Lista de registros:
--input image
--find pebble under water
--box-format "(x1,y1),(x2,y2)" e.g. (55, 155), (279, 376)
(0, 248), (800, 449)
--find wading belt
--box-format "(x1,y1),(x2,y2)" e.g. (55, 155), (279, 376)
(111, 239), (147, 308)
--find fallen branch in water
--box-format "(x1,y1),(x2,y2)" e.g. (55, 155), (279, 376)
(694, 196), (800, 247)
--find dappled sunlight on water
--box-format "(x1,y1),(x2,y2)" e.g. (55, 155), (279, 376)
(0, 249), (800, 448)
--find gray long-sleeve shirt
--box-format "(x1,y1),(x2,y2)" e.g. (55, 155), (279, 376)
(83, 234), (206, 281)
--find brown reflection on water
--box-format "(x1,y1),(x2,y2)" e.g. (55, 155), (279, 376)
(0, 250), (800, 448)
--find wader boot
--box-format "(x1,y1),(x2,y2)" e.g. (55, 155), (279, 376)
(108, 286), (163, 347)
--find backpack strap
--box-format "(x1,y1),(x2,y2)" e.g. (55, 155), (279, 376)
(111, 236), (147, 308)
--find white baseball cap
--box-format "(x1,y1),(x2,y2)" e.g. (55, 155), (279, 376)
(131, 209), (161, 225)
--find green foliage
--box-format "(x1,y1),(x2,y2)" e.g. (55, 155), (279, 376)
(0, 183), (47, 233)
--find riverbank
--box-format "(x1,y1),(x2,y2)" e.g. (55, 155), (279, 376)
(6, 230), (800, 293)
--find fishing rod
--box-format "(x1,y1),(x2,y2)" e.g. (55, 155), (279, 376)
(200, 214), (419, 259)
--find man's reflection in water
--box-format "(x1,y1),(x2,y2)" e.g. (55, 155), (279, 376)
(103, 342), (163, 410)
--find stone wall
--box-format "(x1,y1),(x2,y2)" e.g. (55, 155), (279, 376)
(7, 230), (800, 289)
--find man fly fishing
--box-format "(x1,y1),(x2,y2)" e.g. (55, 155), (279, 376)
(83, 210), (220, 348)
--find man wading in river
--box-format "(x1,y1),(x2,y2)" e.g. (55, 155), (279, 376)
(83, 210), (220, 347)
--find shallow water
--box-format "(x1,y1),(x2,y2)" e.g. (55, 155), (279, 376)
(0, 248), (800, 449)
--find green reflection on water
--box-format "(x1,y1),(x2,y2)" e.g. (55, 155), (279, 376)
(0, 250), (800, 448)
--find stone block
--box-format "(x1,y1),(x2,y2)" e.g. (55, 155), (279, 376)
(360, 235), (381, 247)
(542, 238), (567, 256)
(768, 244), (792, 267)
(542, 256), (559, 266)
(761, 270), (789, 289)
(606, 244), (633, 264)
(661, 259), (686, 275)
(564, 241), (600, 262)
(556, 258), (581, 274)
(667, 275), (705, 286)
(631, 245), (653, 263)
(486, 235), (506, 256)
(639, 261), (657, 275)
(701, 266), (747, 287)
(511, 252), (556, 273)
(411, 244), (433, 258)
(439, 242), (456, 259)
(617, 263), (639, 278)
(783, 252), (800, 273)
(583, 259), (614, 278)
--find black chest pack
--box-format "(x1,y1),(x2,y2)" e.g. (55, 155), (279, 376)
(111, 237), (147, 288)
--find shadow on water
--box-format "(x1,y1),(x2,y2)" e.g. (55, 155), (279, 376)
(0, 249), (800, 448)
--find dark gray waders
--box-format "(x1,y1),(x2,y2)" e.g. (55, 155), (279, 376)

Tarefa: Reescreva as linhas acima trocando "water" por "stream" em todos os registros, sem alterar mais nada.

Resultado do exercício:
--input image
--find pebble under stream
--box-format "(x1,y1),(x2,y2)" e.g. (55, 155), (279, 376)
(0, 248), (800, 449)
--find wading belt
--box-format "(x1,y1),(x2,y2)" e.g. (55, 155), (279, 376)
(111, 239), (147, 308)
--find fallen branch in stream
--box-format "(x1,y1),(x2,y2)" e.g. (55, 155), (279, 376)
(694, 196), (800, 247)
--find dappled sunlight on stream
--box-format "(x1,y1),(x2,y2)" e.g. (55, 155), (279, 376)
(0, 249), (800, 448)
--find gray long-sleeve shirt
--box-format "(x1,y1),(x2,y2)" e.g. (55, 155), (279, 376)
(83, 234), (206, 281)
--find brown reflection on stream
--box-format "(x1,y1),(x2,y2)" e.g. (55, 155), (279, 376)
(0, 250), (800, 448)
--find wader boot
--box-format "(x1,y1),(x2,y2)" e.g. (55, 155), (279, 376)
(108, 286), (163, 347)
--find backpack strap
--box-format "(x1,y1),(x2,y2)" e.g. (55, 155), (279, 376)
(111, 236), (147, 308)
--find white baseball cap
--box-format "(x1,y1),(x2,y2)" e.g. (55, 155), (279, 376)
(131, 209), (161, 225)
--find green foliage
--box-format "(x1,y1),(x2,y2)" e.g. (55, 155), (279, 376)
(0, 183), (47, 233)
--find riverbank
--box-format "(x1,y1),(x2,y2)" e.g. (55, 155), (279, 376)
(6, 230), (800, 293)
--find fishing rod
--box-format "(x1,y1),(x2,y2)" e.g. (55, 155), (279, 376)
(200, 214), (419, 259)
--find man's reflection in stream
--box-format "(x1,y1),(x2,y2)" e.g. (55, 155), (279, 376)
(103, 342), (163, 410)
--find stone wall
--box-format "(x1,y1),(x2,y2)" e.g. (55, 155), (279, 376)
(7, 230), (800, 289)
--find man fly fishing
--box-format "(x1,y1),(x2,y2)" e.g. (55, 155), (279, 376)
(83, 210), (220, 348)
--find man wading in river
--box-format "(x1,y1),(x2,y2)" e.g. (55, 155), (279, 376)
(83, 210), (220, 347)
--find shallow stream
--box-format "(x1,y1),(x2,y2)" e.g. (55, 155), (279, 376)
(0, 248), (800, 449)
--find green reflection on stream
--box-format "(x1,y1),(x2,y2)" e.g. (55, 155), (279, 376)
(0, 250), (800, 448)
--find stone block
--box-format "(x1,y1),(x2,y2)" e.g. (55, 155), (279, 376)
(360, 235), (381, 247)
(542, 238), (567, 256)
(768, 244), (792, 267)
(542, 256), (559, 266)
(761, 270), (789, 289)
(606, 244), (633, 264)
(661, 259), (686, 275)
(564, 241), (600, 262)
(556, 258), (581, 274)
(667, 275), (705, 286)
(631, 245), (653, 263)
(486, 235), (506, 256)
(639, 261), (657, 275)
(701, 266), (747, 287)
(511, 252), (556, 273)
(411, 244), (433, 258)
(439, 242), (456, 259)
(617, 263), (639, 278)
(783, 252), (800, 273)
(583, 259), (614, 278)
--find black chest pack
--box-format "(x1,y1),(x2,y2)" e.g. (55, 155), (279, 376)
(111, 237), (147, 288)
--find shadow on stream
--box-format "(x1,y1),(x2,y2)" e.g. (55, 155), (279, 376)
(0, 249), (800, 448)
--find dark gray waders
--box-format "(x1,y1),(x2,y2)" e.g. (55, 155), (279, 376)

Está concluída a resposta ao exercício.